*Required work*.
1. Please print the stretch from "The NZ Herald" through "and other amenities." in the post on rebuilding Christchurch, copying it word for word.
2. Do these statements agree with the post on rebuilding Christchurch? Answer each with yes or no and quote the deciding words. (a) Gerry Brownlee advocated knocking all the old buildings down. (b) The swampland scenario was described by Chris Barton in the NZ Herald. (c) The swampland idea is expected to be carried out.
3. Pick up the post on rebuilding Christchurch after its final sentence and keep writing it.

*Extracted text*.
════════════════

New Visions needed

Now more than ever is the time to be thinking of fresh ideas. With Christchurch EQ version 1.0 and version 2.0 being totally eclipsed by events in Japan (Tsunami 9.0), it’s clear that some fresh thinking is due in the battle for sustainable buildings. Gerry Brownlee put his best foot forward (or, in his mouth) when he called for action on Old Dungas, and advocated “knocking all the old buildings down”.

The NZ Herald recently had a vision or two, with Chris Barton describing one scenario:

“Imagine Christchurch returned to swamplands – its two rivers fanning out in a delta of streams and tributaries meandering down to the sea among lush vegetation. Dotted among this primeval garden teaming with birdlife are built-up islands – mounds in the marshes made from debris and sludge from the February 22 earthquake, compacted and engineered as solid, safe, unsinkable ground. Connected by causeways, the islands are self contained, powered by sustainable energy and populated by high density mixed-use pavilion towers comprising apartments, offices, shops and other amenities.

Architects, the visionaries of our society, always have dreams. This is just one of the more extreme ideas swirling around architectural schools for the rebuilding of Christchurch. Radical and challenging, it’s an idea everyone knows will never see the light of day. But it encapsulates many of the issues the city now faces – how to defy liquefaction and how to live on unstable ground.”

════════════════

*Information given*.

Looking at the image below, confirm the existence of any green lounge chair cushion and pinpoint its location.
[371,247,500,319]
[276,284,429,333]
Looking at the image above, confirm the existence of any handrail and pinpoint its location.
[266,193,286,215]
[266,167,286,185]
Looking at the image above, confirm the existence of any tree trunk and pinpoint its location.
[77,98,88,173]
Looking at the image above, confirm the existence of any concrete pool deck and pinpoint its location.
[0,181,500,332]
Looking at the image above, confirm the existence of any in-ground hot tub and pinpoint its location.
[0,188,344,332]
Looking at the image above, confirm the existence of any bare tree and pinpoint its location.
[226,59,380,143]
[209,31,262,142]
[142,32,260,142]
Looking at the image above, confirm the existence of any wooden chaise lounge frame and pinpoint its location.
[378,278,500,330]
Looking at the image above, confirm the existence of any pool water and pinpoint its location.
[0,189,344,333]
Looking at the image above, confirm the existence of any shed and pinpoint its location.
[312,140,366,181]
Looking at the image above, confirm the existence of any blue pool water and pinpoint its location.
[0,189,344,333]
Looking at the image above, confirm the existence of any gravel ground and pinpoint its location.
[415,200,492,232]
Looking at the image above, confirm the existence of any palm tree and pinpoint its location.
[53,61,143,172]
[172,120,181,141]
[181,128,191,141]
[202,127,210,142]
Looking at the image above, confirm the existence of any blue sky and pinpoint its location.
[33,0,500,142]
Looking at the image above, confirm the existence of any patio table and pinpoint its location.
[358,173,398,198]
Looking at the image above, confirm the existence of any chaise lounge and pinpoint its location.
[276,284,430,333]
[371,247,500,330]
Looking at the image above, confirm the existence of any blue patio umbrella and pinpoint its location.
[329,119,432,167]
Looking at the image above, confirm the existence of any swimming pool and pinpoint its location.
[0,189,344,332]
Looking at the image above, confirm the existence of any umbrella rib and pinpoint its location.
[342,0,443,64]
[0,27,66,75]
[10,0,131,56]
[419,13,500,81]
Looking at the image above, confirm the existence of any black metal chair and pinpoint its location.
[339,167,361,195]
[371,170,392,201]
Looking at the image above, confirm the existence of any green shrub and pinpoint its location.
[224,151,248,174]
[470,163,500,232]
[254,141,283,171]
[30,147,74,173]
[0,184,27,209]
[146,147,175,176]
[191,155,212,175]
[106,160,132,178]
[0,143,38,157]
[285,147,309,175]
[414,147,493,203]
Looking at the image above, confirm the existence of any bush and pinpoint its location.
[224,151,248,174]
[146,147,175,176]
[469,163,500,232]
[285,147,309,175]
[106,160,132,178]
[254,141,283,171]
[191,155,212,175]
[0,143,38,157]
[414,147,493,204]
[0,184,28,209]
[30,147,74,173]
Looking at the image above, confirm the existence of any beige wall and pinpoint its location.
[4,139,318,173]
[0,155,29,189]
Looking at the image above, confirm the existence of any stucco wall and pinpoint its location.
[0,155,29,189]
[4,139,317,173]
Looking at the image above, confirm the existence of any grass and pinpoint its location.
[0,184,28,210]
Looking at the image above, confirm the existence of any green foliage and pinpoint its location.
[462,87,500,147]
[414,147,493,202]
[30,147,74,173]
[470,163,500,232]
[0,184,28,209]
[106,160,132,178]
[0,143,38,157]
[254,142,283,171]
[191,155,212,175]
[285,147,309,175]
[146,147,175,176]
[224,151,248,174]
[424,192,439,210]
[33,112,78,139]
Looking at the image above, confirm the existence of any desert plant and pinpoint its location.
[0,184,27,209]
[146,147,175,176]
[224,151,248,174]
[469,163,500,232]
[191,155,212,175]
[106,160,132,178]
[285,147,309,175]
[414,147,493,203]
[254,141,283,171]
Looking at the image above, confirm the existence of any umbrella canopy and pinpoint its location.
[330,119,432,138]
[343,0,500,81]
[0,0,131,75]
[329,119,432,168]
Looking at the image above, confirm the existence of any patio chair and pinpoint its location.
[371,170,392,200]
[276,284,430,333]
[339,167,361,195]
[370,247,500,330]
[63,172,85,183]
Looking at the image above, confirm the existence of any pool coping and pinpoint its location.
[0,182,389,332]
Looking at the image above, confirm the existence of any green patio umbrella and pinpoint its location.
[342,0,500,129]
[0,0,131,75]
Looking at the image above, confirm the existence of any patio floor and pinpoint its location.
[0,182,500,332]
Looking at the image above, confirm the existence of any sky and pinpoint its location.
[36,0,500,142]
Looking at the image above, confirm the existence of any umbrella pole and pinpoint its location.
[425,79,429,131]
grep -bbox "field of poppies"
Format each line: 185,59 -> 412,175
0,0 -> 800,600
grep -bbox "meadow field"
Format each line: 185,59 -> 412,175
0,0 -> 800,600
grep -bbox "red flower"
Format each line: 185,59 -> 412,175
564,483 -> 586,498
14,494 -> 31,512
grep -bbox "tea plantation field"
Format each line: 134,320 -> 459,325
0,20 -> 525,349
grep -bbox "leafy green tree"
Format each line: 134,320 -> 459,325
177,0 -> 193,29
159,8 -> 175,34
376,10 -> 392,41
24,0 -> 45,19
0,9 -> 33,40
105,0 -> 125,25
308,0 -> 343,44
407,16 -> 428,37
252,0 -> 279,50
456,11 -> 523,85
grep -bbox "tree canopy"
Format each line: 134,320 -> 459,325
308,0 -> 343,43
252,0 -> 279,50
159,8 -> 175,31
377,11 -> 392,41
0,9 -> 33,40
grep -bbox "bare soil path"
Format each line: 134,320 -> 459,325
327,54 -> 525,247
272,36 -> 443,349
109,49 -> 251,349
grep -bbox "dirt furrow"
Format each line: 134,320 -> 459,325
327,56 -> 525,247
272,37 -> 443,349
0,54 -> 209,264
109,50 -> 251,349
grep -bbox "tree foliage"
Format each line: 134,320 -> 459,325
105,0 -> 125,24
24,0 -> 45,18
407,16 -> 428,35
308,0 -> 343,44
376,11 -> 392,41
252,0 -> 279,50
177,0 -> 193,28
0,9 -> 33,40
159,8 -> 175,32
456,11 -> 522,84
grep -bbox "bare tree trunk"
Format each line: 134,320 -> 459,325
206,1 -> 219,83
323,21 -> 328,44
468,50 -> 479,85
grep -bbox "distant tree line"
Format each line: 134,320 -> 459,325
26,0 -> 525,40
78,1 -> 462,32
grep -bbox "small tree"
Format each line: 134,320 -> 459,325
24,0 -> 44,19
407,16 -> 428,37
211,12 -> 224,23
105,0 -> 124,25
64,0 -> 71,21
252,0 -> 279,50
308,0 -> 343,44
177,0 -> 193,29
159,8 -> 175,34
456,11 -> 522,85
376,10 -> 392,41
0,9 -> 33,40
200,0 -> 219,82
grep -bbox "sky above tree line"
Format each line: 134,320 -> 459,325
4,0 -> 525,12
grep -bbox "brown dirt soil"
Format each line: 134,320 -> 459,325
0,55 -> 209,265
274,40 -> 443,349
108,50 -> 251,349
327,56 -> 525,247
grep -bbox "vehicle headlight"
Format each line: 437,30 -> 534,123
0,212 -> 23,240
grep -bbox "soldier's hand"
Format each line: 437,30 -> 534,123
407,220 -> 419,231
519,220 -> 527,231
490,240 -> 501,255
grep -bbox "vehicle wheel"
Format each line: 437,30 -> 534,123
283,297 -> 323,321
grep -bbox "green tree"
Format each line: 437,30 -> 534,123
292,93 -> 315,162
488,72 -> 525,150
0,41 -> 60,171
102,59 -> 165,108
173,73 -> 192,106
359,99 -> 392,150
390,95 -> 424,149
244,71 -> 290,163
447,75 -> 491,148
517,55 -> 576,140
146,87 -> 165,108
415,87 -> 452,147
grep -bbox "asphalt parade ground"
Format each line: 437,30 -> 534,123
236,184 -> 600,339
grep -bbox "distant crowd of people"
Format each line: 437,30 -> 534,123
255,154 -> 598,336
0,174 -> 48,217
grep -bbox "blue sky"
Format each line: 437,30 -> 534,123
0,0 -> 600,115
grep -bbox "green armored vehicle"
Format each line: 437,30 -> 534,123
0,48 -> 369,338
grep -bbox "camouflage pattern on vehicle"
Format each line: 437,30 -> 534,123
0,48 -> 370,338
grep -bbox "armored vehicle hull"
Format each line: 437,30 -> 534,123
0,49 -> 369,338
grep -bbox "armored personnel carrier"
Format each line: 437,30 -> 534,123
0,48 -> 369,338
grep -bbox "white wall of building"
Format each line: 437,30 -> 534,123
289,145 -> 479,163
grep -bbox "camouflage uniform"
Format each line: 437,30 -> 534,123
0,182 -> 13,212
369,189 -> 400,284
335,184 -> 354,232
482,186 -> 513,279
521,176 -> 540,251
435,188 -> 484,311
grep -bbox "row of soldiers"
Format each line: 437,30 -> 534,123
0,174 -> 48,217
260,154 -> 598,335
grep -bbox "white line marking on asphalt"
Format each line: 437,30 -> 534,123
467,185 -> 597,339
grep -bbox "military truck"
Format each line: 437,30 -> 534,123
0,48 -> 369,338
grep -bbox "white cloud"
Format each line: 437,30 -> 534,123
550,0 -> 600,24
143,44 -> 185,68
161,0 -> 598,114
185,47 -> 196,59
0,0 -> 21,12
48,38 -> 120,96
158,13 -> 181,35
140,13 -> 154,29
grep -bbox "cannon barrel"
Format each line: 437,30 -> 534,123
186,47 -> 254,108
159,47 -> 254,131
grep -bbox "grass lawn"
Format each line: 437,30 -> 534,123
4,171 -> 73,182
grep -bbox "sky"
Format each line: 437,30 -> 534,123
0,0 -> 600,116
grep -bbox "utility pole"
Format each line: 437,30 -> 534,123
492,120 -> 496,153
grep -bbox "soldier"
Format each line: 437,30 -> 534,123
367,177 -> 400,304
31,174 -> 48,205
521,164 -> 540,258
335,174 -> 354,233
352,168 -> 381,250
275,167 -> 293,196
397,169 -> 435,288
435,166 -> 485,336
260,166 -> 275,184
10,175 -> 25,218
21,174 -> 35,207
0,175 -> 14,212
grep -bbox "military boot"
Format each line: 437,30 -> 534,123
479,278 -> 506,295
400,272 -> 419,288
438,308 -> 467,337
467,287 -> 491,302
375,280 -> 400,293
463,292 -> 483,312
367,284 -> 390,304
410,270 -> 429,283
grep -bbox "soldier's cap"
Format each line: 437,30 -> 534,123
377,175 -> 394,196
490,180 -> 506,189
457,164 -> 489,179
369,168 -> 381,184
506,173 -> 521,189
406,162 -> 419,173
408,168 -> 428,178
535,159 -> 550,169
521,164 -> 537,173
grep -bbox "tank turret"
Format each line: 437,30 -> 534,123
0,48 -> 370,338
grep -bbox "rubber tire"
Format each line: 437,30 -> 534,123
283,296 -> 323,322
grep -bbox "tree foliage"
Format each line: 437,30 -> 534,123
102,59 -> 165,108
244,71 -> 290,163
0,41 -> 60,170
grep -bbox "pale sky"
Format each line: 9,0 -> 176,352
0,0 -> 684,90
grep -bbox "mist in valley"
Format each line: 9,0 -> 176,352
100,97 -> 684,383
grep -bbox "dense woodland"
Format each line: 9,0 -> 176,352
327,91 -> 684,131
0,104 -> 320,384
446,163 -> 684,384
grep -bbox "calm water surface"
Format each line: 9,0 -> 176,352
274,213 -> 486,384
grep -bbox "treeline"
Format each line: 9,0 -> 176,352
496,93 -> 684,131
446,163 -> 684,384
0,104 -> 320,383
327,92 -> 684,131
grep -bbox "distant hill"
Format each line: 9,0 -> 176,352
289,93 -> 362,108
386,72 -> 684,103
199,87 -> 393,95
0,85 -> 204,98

════════════════

*Answers for this exercise*.
1.
The NZ Herald recently had a vision or two, with Chris Barton describing one scenario:

“Imagine Christchurch returned to swamplands – its two rivers fanning out in a delta of streams and tributaries meandering down to the sea among lush vegetation. Dotted among this primeval garden teaming with birdlife are built-up islands – mounds in the marshes made from debris and sludge from the February 22 earthquake, compacted and engineered as solid, safe, unsinkable ground. Connected by causeways, the islands are self contained, powered by sustainable energy and populated by high density mixed-use pavilion towers comprising apartments, offices, shops and other amenities.

2.
(a) Yes: "advocated “knocking all the old buildings down”"
(b) Yes: "The NZ Herald recently had a vision or two, with Chris Barton describing one scenario"
(c) No: "it’s an idea everyone knows will never see the light of day"

3.
So, sadly, the idea gets shot down without having ever been properly aired – but in truth the vision is a step in the right direction. Who really needs or wants to rebuild Christchurch in its present tragic form on its present tragic soil? Who would ever want to go back to Sendai and attempt to build again on those tragic, death-strewn wastelands? What is needed is some fresh thinking – and an extended version of Christchurch as Venice upon Avon may be just the measure to tinker with.

One of the biggest problems to deal with is the issue of churches. Out-dated buildings belonging to increasingly outdated congregations, despite apparently abundant growth with some church forms, the older forms – where congregations sat to listen to the Bishop of Fendalton, are simply dying away. While their building types may be looked upon as the flower of the very soil of Canterbury itself, in truth the Anglican and Catholic churches will be disinclined to spend their insurance dollars on reconstructing mighty stone edifices when a smaller, warmer, and friendlier wooden shack will do.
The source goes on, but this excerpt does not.